Ai quebrou a blindagem.
Para avaliar os próximos passos, é necessário entender a lógica jornalística.
A imprensa é pró-cíclica – ou seja, tende a potencializar movimentos da
opinião pública. Quando um ciclo começa a esgotar, há a necessidade de
criar novos ciclos, nos quais se dará a disputa entre os jornais.
Foi assim em todos os episódios de linchamento midiático desde a
campanha do impeachment de Fernando Collor à Escola Base – tenho mais de
vinte casos narrados no livro “O jornalismo dos anos 90”.
A campanha de ódio, que resultou na Lava Jato, teve três motivações.
Uma delas, de ordem política, contra Lula e o PT. A segunda, a
competição pelos “furos” da Lava Jato, em um episódio grotesco de
antijornalismo, com todos os jornais comendo na mão dos procuradores e
delegados, sem nenhum esforço de checar as informações. A terceira, indo
a reboque da besta das ruas, o ódio dos leitores.
Agora, o jogo começa a inverter.
Primeiro, há o desgaste natural das operações de impacto da Lava Jato.
Quanto mais o tempo passa, menos novidade existe. Quando se enredou com
o governo Bolsonaro, a Polícia Federal de Sérgio Moro montou duas
operações de impacto, inclusive prendendo o presidente da Confederação
Nacional da Indústria. A notícia ficou um dia nos jornais. Do jeito que
as coisas caminham, nem a prisão de José Serra merecerá manchetes.
O fator Palocci – soltar trechos da delação do ex-Ministro como
antídoto para crises – é cada vez menos eficaz. Já saiu das manchetes
principais e começa a cair para o pé de páginas internas dos jornais.
Agora, vem o episódio da fundação de R$ 2,5 bilhões.
Nas redes sociais, a condenação é quase unânime. Os únicos defensores
da fundação são os próprios membros da Lava Jato, com campanhas
bisonhas, lembrando que as multas de um caso permitiram construir uma
sede para uma APAE, ou reformar seis escolas, como justificativa para a
apropriação de R$ 2,5 bilhões (!). Pela primeira vez, colegas
procuradores põem a cabeça para fora e começam a externar o incômodo que
acompanhou parte da categoria com os abusos reiterados da Lava Jato.
Em breve terá início o novo ciclo. E agora será de caça à Lava Jato.
Como ocorre em todo final de ciclo, a imprensa vai apalpando aos poucos
o novo terreno, para ver se há terra firme para começar a nova etapa.
Depois que se divulgou aqui a fundação de R$ 2,5 bi, levou alguns dias
para começar a repercussão. Era um escândalo óbvio, mas os jornalistas
precisam saber se já existe apoio tácito para a mudança na cobertura.
O apoio veio, as matérias começam a pipocar. Não virá de uma só vez,
porque os jornais teriam que explicar a parceria de tantos anos com esse
grupo. Mas a arte e o engenho jornalístico encontrarão narrativas
adequadas. Colocarão lupa nas parcerias entre Rosângela Moro e Carlos
Zucolotto, esmiuçarão os honorários dos advogados da delação, levantarão
o aumento de patrimônio de Deltan Dallagnol, com as palestras pagas,
cobrarão dele a fundação que disse que iria constituir com dinheiro das
palestras, e que sumiu do noticiário, checarão o caso Tacla Duran, e a
proposta de tacada de Zucolotto, falando em nome da Lava Jato.
........
[Enunciado do exercício]: Extraia do texto sobre a Lava Jato, sem nenhuma alteração, o trecho que começa em "Nas redes sociais, a" e vai até "à Lava Jato.", incluindo essas palavras finais. As linhas a seguir não têm relação com o texto sobre a Lava Jato.
........
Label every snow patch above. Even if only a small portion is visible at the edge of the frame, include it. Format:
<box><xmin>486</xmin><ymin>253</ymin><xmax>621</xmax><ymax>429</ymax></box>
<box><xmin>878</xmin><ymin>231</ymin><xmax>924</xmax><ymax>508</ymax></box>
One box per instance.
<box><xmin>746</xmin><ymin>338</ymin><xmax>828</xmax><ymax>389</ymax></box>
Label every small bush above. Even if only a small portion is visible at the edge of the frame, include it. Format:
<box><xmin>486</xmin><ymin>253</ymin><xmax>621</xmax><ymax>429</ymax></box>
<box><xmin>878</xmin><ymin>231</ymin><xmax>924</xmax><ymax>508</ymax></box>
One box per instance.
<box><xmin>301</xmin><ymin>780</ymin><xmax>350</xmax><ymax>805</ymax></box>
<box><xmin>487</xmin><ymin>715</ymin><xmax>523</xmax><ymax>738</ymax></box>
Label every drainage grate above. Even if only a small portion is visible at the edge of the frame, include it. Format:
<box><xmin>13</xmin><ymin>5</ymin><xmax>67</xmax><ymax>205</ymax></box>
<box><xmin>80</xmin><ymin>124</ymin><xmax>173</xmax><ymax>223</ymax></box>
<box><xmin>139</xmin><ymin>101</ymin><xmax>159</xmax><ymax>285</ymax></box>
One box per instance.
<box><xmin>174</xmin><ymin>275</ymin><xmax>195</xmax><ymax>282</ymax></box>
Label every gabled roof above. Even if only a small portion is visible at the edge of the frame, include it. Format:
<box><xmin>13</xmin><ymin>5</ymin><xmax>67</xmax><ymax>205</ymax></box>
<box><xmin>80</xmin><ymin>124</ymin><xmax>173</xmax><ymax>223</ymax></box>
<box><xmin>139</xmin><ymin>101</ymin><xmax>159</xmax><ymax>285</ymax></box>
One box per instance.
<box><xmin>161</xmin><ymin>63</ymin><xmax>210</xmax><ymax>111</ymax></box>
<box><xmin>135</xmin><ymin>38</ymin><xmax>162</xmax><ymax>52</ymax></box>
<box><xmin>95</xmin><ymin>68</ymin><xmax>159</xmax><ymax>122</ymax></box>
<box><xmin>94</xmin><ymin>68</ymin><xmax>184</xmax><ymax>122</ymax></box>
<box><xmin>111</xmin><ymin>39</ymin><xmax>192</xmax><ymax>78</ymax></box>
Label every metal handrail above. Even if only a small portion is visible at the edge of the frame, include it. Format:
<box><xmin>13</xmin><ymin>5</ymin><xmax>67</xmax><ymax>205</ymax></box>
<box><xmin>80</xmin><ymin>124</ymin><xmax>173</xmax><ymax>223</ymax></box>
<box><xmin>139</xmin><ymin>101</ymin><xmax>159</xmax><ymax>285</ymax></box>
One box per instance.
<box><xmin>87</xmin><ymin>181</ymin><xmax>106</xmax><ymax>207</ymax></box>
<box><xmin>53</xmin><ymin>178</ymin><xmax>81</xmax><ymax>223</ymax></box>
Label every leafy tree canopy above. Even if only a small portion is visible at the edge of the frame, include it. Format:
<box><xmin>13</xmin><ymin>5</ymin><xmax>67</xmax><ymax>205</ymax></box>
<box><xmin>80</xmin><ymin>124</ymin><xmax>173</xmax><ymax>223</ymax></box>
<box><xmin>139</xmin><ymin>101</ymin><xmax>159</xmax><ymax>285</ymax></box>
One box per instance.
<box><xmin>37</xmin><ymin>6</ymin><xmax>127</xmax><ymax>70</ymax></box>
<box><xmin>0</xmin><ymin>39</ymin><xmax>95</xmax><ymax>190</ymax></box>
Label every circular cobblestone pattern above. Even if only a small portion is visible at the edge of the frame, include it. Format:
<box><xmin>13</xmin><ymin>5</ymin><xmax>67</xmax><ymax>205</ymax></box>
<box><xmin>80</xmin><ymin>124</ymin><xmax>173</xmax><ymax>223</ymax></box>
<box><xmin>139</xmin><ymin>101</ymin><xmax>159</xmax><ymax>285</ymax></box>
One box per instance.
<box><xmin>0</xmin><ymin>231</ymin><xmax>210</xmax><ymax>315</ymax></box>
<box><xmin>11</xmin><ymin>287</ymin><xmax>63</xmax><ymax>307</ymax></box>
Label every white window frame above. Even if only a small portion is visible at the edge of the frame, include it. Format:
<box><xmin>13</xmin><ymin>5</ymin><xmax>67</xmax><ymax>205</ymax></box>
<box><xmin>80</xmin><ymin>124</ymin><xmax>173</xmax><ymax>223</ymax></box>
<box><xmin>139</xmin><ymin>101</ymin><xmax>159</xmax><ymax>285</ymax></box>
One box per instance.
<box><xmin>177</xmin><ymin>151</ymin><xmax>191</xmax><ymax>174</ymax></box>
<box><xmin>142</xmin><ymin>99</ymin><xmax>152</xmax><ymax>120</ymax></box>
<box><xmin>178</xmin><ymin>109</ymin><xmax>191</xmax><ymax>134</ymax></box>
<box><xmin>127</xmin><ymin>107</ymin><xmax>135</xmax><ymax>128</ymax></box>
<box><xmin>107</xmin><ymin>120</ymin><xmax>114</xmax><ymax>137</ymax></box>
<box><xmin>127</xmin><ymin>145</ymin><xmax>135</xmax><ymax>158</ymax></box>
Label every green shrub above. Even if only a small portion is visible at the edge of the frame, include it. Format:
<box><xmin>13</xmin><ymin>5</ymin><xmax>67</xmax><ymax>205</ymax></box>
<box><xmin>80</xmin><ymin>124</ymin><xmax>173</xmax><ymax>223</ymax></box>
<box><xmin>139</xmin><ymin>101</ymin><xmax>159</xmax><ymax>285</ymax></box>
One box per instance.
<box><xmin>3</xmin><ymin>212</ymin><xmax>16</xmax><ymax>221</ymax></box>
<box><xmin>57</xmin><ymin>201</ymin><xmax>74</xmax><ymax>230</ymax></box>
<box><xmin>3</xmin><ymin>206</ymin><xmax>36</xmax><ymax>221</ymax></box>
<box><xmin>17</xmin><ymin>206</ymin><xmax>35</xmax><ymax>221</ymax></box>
........
[Resposta ao exercício]:
Nas redes sociais, a condenação é quase unânime. Os únicos defensores
da fundação são os próprios membros da Lava Jato, com campanhas
bisonhas, lembrando que as multas de um caso permitiram construir uma
sede para uma APAE, ou reformar seis escolas, como justificativa para a
apropriação de R$ 2,5 bilhões (!). Pela primeira vez, colegas
procuradores põem a cabeça para fora e começam a externar o incômodo que
acompanhou parte da categoria com os abusos reiterados da Lava Jato.
Em breve terá início o novo ciclo. E agora será de caça à Lava Jato.